**Written task**
Only those lines running from the line that contains "Pointing guideline: for each instance of the water in" through the end of the material are to be written out, each exactly as shown.

┌─ Records supplied

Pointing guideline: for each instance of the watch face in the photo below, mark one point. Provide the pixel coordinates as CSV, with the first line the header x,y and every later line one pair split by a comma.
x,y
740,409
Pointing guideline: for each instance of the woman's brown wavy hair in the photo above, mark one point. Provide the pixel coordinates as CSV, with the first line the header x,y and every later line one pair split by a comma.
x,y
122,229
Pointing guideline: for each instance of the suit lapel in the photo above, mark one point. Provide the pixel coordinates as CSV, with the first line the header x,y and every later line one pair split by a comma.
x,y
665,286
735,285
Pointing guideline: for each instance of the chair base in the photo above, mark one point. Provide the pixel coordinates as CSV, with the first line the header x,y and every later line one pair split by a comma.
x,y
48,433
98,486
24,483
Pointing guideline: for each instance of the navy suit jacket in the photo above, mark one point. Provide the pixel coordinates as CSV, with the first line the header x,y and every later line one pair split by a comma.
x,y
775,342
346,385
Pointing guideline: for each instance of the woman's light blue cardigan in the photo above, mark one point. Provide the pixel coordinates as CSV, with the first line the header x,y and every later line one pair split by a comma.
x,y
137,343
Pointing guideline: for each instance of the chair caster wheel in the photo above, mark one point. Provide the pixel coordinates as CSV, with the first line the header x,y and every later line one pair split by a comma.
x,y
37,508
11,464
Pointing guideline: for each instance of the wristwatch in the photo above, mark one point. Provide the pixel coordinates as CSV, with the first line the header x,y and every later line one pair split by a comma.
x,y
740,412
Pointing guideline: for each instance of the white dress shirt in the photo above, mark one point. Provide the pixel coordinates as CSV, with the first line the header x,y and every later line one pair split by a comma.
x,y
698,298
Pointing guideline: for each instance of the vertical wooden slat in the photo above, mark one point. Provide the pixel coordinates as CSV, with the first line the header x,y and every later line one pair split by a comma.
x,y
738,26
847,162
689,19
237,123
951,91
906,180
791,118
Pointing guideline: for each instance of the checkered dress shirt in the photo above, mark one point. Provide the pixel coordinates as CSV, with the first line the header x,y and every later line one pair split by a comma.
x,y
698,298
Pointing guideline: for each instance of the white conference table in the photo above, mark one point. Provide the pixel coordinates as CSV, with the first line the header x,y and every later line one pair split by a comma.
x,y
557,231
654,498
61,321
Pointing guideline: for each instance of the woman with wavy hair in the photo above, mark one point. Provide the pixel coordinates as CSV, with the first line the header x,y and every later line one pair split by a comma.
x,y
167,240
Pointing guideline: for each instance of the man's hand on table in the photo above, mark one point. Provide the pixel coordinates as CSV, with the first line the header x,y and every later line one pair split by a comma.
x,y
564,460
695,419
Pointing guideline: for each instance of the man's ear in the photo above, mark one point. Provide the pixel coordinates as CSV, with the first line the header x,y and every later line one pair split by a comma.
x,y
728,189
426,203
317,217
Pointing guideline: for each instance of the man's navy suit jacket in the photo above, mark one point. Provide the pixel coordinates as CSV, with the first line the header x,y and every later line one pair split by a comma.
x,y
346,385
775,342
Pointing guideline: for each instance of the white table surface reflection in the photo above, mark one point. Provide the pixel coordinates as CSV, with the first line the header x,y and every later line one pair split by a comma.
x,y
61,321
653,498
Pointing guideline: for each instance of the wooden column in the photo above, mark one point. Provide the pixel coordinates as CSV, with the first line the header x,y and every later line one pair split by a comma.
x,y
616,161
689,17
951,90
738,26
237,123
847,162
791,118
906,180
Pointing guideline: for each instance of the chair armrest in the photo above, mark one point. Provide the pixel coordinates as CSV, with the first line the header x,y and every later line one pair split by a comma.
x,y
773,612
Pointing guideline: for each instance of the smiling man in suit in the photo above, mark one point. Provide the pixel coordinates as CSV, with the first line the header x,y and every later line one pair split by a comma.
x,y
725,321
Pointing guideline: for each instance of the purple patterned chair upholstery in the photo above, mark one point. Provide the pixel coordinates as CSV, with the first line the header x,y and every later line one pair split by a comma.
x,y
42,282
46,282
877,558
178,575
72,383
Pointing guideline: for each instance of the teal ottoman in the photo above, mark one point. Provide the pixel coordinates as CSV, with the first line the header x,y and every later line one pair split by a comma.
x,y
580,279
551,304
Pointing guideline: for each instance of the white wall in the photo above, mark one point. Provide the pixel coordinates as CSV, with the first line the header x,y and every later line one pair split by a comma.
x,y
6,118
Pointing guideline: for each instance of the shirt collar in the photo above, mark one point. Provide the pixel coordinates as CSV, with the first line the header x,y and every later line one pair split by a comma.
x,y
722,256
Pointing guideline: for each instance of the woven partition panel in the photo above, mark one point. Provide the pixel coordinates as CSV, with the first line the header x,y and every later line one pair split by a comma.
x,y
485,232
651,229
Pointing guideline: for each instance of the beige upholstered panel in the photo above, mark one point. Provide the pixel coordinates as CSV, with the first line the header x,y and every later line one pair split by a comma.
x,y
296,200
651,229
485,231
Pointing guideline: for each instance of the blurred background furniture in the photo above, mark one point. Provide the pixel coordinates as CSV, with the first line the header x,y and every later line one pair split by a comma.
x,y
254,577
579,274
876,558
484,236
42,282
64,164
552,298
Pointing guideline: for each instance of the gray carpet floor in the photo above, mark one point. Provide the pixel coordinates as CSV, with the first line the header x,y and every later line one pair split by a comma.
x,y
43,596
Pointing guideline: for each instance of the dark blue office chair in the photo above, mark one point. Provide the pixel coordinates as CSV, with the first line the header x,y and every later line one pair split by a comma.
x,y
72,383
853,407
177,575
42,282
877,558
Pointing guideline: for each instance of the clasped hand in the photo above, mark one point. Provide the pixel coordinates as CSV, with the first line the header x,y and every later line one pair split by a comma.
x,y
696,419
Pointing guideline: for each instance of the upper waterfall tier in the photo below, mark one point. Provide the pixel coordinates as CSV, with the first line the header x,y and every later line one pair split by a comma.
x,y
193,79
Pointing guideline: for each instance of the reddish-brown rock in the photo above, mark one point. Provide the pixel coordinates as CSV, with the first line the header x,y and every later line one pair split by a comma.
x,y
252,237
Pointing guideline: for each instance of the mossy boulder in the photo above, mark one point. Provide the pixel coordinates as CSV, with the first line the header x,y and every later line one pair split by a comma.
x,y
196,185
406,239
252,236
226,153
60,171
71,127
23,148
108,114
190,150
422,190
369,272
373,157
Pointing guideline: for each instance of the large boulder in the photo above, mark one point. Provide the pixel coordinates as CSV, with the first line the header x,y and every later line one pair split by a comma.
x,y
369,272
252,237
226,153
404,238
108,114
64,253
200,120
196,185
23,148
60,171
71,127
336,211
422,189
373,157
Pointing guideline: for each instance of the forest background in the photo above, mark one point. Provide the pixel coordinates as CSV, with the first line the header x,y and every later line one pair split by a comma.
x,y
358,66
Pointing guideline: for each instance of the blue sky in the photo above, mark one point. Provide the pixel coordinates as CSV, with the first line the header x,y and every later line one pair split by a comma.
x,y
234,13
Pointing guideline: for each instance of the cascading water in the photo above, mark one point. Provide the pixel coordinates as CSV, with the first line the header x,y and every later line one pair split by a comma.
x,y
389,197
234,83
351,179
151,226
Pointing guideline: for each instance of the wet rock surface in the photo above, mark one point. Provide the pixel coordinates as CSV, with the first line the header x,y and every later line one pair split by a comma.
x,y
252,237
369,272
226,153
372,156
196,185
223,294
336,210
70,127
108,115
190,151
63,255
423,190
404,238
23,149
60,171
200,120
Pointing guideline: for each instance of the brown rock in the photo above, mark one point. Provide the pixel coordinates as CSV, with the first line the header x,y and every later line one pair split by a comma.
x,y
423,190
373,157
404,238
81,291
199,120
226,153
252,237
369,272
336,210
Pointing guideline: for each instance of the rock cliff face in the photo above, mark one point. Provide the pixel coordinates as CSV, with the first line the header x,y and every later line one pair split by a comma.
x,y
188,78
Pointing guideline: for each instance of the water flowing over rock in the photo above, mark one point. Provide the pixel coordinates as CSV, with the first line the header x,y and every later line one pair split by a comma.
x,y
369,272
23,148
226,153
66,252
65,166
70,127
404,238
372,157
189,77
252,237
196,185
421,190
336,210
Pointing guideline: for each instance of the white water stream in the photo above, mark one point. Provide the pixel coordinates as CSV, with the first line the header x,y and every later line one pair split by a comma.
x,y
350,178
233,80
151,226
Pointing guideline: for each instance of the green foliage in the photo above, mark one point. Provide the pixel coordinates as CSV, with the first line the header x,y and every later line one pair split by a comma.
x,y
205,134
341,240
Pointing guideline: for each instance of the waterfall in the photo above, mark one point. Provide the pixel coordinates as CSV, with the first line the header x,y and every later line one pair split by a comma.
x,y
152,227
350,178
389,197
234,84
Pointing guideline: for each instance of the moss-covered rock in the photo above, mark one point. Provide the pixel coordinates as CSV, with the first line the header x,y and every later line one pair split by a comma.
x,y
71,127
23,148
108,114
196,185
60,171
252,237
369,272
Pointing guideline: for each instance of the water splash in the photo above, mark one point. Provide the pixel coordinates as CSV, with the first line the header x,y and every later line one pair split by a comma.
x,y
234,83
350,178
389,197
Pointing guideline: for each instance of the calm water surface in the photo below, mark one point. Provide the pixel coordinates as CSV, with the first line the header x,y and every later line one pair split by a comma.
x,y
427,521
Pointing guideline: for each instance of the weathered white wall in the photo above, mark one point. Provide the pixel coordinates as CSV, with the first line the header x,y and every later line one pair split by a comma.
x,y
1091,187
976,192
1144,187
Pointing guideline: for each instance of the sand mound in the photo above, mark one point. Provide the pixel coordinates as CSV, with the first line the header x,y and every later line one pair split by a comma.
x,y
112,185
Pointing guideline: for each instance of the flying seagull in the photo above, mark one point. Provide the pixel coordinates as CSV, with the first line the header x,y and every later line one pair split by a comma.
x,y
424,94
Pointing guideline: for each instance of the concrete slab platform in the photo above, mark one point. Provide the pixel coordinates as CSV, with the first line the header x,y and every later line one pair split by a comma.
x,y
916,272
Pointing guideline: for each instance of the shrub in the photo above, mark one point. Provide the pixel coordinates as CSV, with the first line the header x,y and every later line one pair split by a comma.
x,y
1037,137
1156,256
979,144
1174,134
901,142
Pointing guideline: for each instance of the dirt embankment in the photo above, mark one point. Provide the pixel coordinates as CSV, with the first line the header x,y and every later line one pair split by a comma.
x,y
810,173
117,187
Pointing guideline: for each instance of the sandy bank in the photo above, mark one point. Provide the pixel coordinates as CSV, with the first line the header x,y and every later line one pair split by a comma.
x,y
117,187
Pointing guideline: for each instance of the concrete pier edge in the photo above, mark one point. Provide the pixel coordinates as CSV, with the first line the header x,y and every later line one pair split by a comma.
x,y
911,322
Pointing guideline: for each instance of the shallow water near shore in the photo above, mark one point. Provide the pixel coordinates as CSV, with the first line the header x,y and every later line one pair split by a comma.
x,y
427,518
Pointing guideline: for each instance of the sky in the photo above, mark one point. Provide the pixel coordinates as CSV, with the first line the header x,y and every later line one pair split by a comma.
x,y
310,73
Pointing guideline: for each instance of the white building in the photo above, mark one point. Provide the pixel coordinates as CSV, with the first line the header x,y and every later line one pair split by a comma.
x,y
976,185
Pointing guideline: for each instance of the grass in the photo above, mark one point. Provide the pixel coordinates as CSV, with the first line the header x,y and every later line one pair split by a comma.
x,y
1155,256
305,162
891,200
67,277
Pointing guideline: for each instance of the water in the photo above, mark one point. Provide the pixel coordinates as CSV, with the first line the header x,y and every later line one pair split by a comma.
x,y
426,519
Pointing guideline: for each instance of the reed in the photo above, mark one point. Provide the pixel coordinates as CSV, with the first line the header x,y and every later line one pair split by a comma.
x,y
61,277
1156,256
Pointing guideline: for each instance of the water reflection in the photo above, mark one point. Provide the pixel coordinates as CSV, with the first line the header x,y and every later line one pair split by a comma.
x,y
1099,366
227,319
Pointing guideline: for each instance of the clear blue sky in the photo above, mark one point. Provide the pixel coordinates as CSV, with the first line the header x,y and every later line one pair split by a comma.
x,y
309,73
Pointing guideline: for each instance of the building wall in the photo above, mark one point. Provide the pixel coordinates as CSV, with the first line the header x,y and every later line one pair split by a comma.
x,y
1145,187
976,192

└─

**Response below**
Pointing guideline: for each instance of the water in the photo above, mark one point. Provide the pixel coordinates as CSV, with the first line the header x,y and every later line one pair split by a comma.
x,y
426,519
Pointing guideline: for each instance of the reed in the photo above, mark one point. Provide the pixel coordinates as CSV, with the first line the header x,y and every later line one pair split by a comma.
x,y
61,277
1156,256
Pointing guideline: for each instance of the water reflection in the photo above, mark one point. Provide the pixel coordinates as CSV, with the first line the header x,y and every later line one pair split by a comma.
x,y
1099,366
227,319
Pointing guideline: for each instance of the clear blue sky in the photo above, mark one point. Provide the pixel coordinates as CSV, with the first line the header x,y and every later line one pair split by a comma.
x,y
309,73
Pointing guideline: for each instance of the building wall in the photo above, mark one point. Provide the pixel coordinates as CSV, with the first line the header x,y and every later line one pair split by a comma.
x,y
1145,187
976,192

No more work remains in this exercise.